*** Dataset records Section Begins ***

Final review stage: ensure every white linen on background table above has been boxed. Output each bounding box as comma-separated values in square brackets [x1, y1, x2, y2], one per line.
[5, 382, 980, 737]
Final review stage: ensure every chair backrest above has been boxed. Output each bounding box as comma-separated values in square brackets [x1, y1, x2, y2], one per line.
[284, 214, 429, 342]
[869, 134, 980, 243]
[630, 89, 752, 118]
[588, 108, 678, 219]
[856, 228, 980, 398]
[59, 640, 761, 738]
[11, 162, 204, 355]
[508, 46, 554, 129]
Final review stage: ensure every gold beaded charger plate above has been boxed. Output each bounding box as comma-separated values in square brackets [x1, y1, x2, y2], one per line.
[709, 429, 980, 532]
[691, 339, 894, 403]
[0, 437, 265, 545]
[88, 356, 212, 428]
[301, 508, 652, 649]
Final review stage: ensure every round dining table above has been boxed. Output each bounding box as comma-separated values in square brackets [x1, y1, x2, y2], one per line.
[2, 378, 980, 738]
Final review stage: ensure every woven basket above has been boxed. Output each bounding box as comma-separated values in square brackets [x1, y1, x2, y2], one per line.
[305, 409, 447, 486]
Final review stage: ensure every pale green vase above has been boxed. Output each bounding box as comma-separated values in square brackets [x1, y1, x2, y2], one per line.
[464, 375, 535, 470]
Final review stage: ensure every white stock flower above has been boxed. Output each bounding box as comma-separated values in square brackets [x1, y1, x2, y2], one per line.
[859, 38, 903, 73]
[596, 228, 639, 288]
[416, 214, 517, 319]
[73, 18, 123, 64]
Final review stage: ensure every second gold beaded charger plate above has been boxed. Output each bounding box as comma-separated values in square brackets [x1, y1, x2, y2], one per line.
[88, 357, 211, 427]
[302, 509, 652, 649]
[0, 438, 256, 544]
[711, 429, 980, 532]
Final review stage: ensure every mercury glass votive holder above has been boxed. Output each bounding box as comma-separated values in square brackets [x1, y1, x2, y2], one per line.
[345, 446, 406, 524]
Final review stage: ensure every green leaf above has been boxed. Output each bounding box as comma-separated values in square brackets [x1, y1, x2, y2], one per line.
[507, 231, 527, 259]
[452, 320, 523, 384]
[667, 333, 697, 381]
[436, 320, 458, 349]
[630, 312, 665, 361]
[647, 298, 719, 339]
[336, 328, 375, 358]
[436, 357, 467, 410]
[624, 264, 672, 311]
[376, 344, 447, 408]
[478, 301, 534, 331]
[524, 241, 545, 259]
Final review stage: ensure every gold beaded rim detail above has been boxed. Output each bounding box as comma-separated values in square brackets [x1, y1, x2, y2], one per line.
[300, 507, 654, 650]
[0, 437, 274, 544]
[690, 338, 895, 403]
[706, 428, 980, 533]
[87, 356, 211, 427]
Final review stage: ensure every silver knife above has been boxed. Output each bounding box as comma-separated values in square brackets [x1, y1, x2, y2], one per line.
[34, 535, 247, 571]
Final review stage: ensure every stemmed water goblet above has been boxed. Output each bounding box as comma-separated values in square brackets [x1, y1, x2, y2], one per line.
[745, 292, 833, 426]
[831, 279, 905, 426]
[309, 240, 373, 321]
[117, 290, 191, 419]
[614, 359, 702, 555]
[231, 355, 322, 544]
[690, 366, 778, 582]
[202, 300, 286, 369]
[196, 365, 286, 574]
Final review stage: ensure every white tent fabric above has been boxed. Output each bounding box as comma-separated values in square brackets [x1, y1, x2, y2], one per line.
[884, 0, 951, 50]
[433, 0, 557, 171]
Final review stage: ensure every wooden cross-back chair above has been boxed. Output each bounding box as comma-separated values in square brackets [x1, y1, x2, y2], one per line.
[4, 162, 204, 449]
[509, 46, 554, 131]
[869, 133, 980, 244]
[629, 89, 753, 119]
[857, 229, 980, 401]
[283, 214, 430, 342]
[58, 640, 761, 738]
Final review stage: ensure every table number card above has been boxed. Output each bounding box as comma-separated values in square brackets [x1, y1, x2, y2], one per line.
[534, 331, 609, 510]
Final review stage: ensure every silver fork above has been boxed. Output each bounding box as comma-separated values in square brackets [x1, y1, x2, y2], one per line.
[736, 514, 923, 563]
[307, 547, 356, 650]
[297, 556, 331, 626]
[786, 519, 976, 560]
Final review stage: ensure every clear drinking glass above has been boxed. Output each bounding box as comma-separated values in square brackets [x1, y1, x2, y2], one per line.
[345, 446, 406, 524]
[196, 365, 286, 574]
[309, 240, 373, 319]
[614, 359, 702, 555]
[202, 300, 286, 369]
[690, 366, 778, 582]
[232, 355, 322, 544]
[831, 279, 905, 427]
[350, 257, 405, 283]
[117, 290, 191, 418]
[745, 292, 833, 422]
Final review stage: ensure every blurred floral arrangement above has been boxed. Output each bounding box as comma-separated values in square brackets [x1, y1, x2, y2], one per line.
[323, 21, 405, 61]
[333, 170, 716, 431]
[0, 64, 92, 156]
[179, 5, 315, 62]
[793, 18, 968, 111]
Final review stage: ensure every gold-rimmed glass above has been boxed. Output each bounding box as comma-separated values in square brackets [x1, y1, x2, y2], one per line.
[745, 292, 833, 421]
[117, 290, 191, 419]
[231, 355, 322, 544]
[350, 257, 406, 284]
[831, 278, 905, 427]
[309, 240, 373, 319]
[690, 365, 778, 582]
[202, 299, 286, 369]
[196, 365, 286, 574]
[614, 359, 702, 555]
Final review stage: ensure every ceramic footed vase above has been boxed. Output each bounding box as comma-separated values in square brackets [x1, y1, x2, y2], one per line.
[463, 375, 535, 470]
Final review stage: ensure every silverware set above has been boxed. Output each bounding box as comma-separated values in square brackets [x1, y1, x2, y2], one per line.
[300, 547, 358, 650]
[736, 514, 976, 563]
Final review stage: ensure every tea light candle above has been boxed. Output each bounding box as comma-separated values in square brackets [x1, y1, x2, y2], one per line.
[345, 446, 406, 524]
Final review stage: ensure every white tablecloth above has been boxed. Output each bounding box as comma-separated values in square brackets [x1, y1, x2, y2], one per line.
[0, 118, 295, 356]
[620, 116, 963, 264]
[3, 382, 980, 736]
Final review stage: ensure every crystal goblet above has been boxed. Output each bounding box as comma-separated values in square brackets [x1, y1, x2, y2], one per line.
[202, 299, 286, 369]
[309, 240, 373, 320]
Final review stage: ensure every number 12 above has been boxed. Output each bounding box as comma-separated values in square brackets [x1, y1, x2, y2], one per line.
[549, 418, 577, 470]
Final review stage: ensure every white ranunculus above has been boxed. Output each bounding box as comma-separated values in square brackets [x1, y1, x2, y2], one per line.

*** Dataset records Section Ends ***

** What is required **
Each line of the data above is to be duplicated exactly.

** Response to this exercise **
Final review stage: ensure every white linen on background table above has been boxed. Output each bounding box as comma-separated values in square brackets [x1, y1, x2, y2], one per line.
[5, 382, 980, 737]
Final review stage: ensure every chair backrest above has been boxed. Output each bounding box as comma-separated values in square brackets [x1, y1, x2, y2], one per line.
[284, 214, 429, 342]
[869, 134, 980, 243]
[630, 89, 752, 118]
[588, 108, 678, 219]
[856, 228, 980, 398]
[59, 640, 761, 738]
[11, 162, 204, 355]
[508, 46, 554, 129]
Final review stage: ensure every gold beaded charger plate above has been boxed. Output each bounding box as comma-separated values in square brackets [x1, y1, x2, y2], one per line.
[709, 429, 980, 532]
[691, 339, 894, 403]
[0, 437, 265, 545]
[88, 356, 212, 428]
[301, 508, 652, 649]
Final review stage: ensure every round dining table above has been boxed. Output each bounding box as comma-separated values in square brackets [x1, y1, x2, y2], one per line.
[2, 378, 980, 738]
Final review stage: ensure every woven basket above has been boxed. Output each bounding box as comma-separated values in square brackets [x1, y1, x2, y2], one per line.
[305, 409, 447, 486]
Final review stage: ensure every pale green vase above has been boxed. Output each bounding box as comma-separated values in square brackets [x1, y1, x2, y2], one per line.
[464, 375, 535, 470]
Final review stage: ensure every white stock flower above has been boxed. Output each bounding box as comma-separated values in square brackets [x1, y1, x2, y2], one per line.
[859, 38, 903, 73]
[596, 228, 639, 288]
[416, 214, 517, 319]
[73, 18, 123, 64]
Final review stage: ensure every second gold beaded charger plate above has been boxed. Output each bounding box as comma-separated values in square brackets [x1, y1, x2, y2], one per line.
[88, 357, 211, 427]
[302, 509, 652, 649]
[0, 438, 256, 544]
[711, 429, 980, 532]
Final review stage: ensure every mercury glass votive holder above has been boxed. Output each bounding box as comma-separated values in square brackets [x1, y1, x2, y2], one per line.
[345, 446, 406, 524]
Final review stage: ensure every green leaf above has been boxed. Output each bounding box as comma-separated values in square brackets [x1, y1, x2, y2], one per line.
[507, 231, 527, 259]
[452, 320, 523, 384]
[667, 333, 697, 381]
[436, 320, 458, 349]
[630, 312, 665, 361]
[647, 298, 719, 339]
[336, 328, 375, 358]
[436, 357, 467, 410]
[624, 264, 672, 311]
[376, 344, 447, 408]
[478, 301, 534, 331]
[524, 241, 545, 259]
Final review stage: ensure every gold beaded rim detail above has been boxed. Output each bounding box as comma-separated values in square brackets [x1, y1, x2, y2], one per line.
[300, 507, 654, 650]
[0, 437, 274, 544]
[690, 338, 895, 403]
[706, 428, 980, 533]
[87, 356, 211, 427]
Final review stage: ensure every silver knife above has been boxed. Output each bounding box as comma-separated values in square brackets [x1, y1, x2, y2], one per line.
[34, 535, 247, 571]
Final review stage: ensure every stemmed water goblet above has been boxed. Output each bounding box as comma-separated values in square brackets [x1, y1, x2, y2], one per line.
[745, 292, 833, 426]
[831, 279, 905, 426]
[309, 240, 373, 321]
[117, 290, 191, 419]
[614, 359, 702, 555]
[231, 355, 322, 544]
[690, 366, 778, 582]
[202, 300, 286, 369]
[196, 365, 286, 574]
Final review stage: ensure every white tent fabric above has been boxed. Output each bounding box as comma-separated values in square brackets [x1, y1, x2, y2], one per line.
[884, 0, 951, 50]
[433, 0, 557, 171]
Final review stage: ensure every wooden cross-back chair above has been boxed. Output each bounding box as comma-separated values in square brackets [x1, y1, x2, y2], one per line.
[4, 162, 204, 449]
[509, 46, 554, 131]
[869, 133, 980, 244]
[629, 89, 753, 119]
[857, 229, 980, 401]
[283, 214, 430, 342]
[58, 640, 761, 738]
Final review stage: ensure every table number card above has been boxed. Output each bounding box as comma-separated values in square brackets [x1, y1, x2, y2], one per line.
[534, 331, 609, 510]
Final review stage: ensure every silver fork above has been boxed. Output each bounding box as comma-separated values in square brackets [x1, y1, x2, y2], one per line.
[736, 514, 923, 563]
[307, 547, 356, 650]
[297, 556, 331, 626]
[786, 519, 976, 560]
Final review stage: ensure every clear drinking glass above has been boxed. Output each bounding box as comma-separated values in square brackets [x1, y1, x2, y2], one per line.
[345, 446, 406, 524]
[196, 365, 286, 574]
[309, 240, 373, 319]
[614, 359, 702, 555]
[202, 300, 286, 369]
[690, 366, 778, 582]
[232, 355, 322, 544]
[831, 279, 905, 427]
[350, 257, 405, 283]
[117, 290, 191, 418]
[745, 292, 833, 422]
Final review stage: ensure every blurred floral arrangement above has been boxed. Output each bounding box as comma-separated values in square brackets [x1, y1, x2, y2], one per line.
[323, 21, 405, 61]
[333, 170, 716, 431]
[0, 64, 92, 156]
[179, 5, 315, 62]
[793, 18, 968, 111]
Final review stage: ensure every gold-rimmed glass above has been boxed. Output each bounding box as comma-separated values in square brackets [x1, y1, x2, y2], one per line.
[745, 292, 833, 421]
[117, 290, 191, 419]
[231, 355, 322, 544]
[350, 257, 406, 284]
[831, 278, 905, 427]
[309, 240, 373, 319]
[690, 365, 778, 582]
[202, 299, 286, 369]
[196, 365, 286, 574]
[614, 359, 702, 555]
Final review stage: ensure every ceramic footed vase above has been boxed. Output each bounding box as comma-separated values in square brackets [x1, y1, x2, y2], one per line.
[463, 375, 535, 470]
Final review stage: ensure every silverware set above has been boxed. Output each bounding box as comma-separated values in square brackets [x1, y1, x2, y2], one per line.
[300, 547, 358, 650]
[736, 514, 976, 563]
Final review stage: ensure every tea light candle above has been boxed. Output each bounding box as comma-separated values in square brackets [x1, y1, x2, y2], one per line.
[345, 446, 406, 524]
Final review stage: ensure every white tablecloth above has been boxed. Output each bounding box as comma-separated values in square brackets [x1, y1, x2, y2], one per line.
[0, 118, 295, 356]
[620, 116, 963, 264]
[3, 382, 980, 736]
Final review stage: ensure every crystal goblet above has been boxed. Output each bounding box as comma-separated values in square brackets [x1, y1, x2, y2], one per line.
[202, 299, 286, 369]
[309, 240, 373, 320]
Final review stage: ensure every number 12 above has been boxed. Output each bounding box as comma-separated values in square brackets [x1, y1, x2, y2], one per line.
[549, 418, 577, 470]
Final review stage: ensure every white ranunculus above has been boxed. Output each bounding box as comma-separated values in square brackets [x1, y1, x2, y2], one per line.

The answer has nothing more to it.